PROBLEM TO WORK ON: Gather every line of the records below that contains the string "window", and copy each such line in full. Treat the match as case-sensitive.

[Entries from a collection]
## BEGIN

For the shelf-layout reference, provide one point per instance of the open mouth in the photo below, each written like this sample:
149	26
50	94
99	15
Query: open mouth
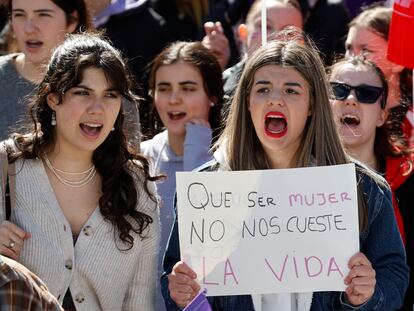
34	44
350	120
275	124
91	129
176	115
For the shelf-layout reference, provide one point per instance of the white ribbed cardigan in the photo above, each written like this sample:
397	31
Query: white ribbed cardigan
100	277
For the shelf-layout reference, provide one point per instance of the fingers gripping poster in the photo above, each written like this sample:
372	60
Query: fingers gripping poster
270	231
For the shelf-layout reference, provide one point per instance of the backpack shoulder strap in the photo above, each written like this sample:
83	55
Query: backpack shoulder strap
8	179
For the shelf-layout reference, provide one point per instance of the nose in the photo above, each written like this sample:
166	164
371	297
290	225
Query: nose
351	100
30	26
174	98
95	106
276	98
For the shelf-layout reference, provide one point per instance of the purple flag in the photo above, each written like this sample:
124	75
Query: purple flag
199	303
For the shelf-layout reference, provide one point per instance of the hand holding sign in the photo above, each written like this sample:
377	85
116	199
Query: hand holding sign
292	223
182	285
360	280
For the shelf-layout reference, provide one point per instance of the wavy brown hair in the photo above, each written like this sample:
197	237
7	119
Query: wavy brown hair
196	55
320	143
120	165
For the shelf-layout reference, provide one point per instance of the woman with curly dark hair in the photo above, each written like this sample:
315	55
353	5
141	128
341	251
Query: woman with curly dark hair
85	218
35	28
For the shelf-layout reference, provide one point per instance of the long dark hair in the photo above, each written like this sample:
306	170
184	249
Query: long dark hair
378	19
384	138
120	166
84	20
195	54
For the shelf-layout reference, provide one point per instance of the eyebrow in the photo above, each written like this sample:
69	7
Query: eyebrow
286	84
36	11
81	86
180	83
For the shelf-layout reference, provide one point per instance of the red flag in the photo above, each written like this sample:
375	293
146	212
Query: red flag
401	37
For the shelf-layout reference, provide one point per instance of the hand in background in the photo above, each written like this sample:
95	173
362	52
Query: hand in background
216	41
11	240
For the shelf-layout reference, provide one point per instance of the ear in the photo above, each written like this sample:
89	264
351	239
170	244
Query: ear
214	100
74	22
382	117
396	68
52	101
242	32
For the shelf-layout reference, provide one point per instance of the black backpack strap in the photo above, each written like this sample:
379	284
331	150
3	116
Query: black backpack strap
8	181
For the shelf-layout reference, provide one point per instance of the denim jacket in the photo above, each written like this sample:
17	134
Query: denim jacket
380	241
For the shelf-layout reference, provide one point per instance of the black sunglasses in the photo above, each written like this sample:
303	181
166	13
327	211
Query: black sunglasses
366	94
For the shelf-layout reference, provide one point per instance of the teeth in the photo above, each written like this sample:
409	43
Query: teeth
275	117
93	124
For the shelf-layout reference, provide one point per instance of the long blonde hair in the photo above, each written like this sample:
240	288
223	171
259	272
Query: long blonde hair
320	144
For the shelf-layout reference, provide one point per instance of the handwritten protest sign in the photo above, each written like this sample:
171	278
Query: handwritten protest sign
257	232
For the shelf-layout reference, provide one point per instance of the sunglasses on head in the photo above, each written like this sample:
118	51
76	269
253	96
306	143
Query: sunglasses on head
365	94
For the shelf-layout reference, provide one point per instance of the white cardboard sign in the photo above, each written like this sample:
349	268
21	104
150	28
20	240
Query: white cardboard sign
269	231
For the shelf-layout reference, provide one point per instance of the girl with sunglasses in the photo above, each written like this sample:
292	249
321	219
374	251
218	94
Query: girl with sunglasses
359	93
287	80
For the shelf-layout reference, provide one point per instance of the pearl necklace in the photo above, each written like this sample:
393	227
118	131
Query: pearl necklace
90	174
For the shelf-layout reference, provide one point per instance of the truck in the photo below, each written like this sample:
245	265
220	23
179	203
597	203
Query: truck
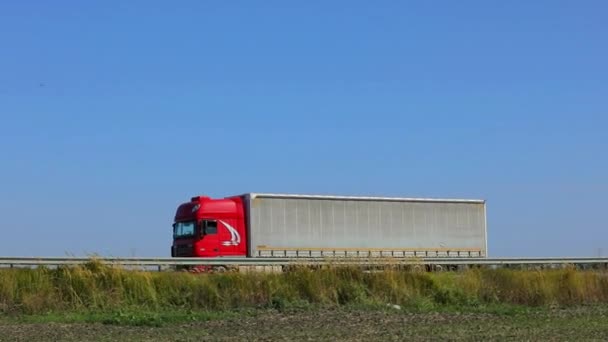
264	225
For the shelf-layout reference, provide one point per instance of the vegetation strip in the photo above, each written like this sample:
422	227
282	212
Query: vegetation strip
97	287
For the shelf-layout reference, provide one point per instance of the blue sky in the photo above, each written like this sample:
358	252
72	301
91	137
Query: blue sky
111	114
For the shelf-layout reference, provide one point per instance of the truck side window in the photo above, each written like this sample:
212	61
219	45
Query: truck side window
210	227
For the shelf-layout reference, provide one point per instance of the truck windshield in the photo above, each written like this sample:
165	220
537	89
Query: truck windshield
184	229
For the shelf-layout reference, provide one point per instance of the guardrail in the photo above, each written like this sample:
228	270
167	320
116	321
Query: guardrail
165	263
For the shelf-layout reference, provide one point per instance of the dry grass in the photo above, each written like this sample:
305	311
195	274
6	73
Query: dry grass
98	287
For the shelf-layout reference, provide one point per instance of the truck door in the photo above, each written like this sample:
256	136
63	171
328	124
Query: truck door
211	237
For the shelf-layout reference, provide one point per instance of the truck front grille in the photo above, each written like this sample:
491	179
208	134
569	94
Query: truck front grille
183	250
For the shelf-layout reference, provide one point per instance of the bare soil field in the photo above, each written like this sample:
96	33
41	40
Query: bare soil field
573	324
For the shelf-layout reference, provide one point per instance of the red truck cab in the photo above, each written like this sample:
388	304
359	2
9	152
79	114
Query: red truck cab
206	227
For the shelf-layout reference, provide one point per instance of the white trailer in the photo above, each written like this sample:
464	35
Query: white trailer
281	225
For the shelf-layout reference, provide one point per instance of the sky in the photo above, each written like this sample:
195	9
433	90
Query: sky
113	113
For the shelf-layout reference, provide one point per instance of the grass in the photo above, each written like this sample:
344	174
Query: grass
117	296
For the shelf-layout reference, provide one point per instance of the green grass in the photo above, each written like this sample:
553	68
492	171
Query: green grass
118	296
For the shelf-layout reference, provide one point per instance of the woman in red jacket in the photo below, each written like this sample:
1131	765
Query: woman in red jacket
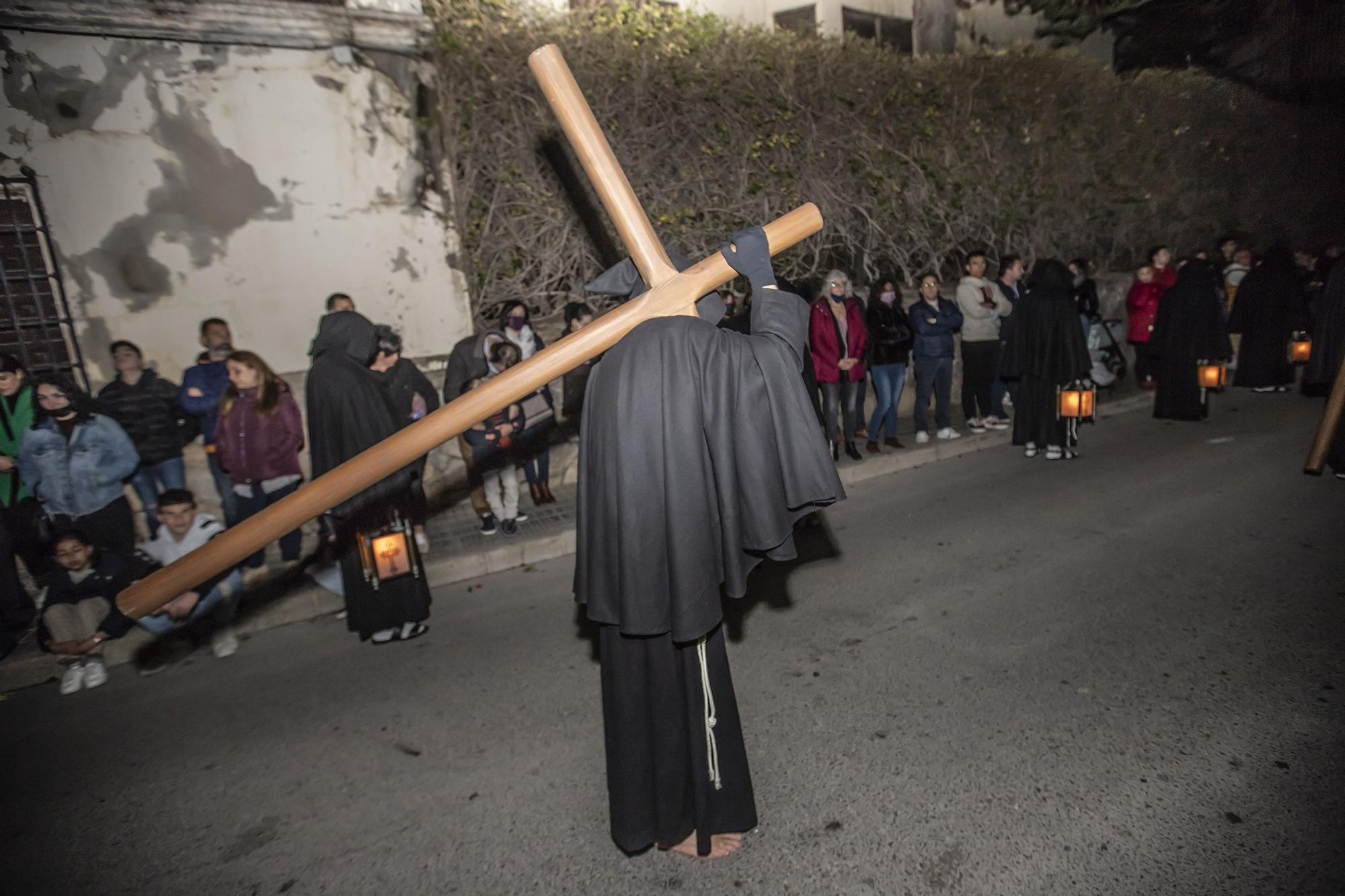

## END

FINISHED EXERCISE:
For the shelf-layout reference, provide one point per instance of the truck side window in the photo above, each written like this sample:
Query: truck side window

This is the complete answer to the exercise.